**Aim of the exercise:** Convert these lines into a Markdown table with the columns Row and Line, numbering each row and skipping any blank lines. Leave out the pictures.

+++ Dataset records +++

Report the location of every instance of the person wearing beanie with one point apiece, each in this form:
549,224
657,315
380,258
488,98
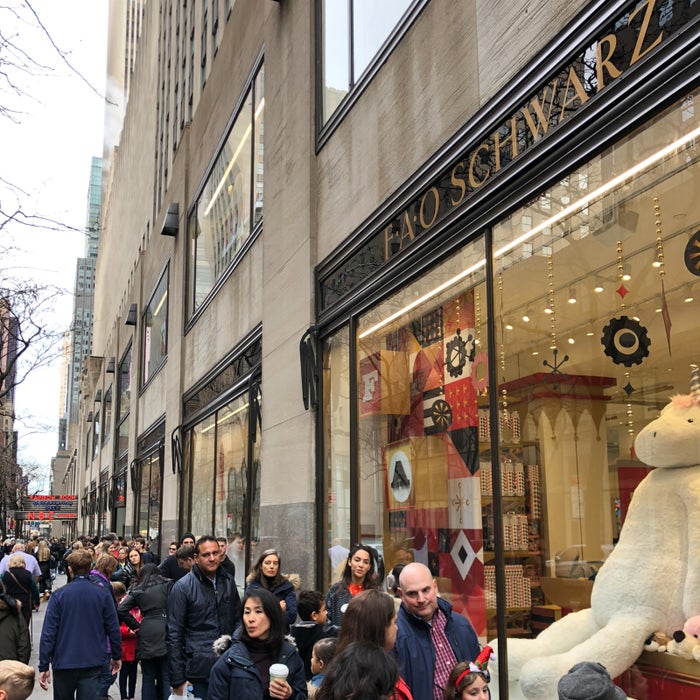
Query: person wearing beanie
169,568
589,681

+++

**Answer:**
| Row | Line |
|---|---|
| 1 | Report the location of every instance of the person wearing beanie with one point apiece, each in this form: |
| 2 | 549,224 |
| 3 | 657,315 |
| 4 | 380,258 |
| 5 | 488,98 |
| 6 | Query: person wearing beanie |
| 7 | 169,568 |
| 8 | 589,681 |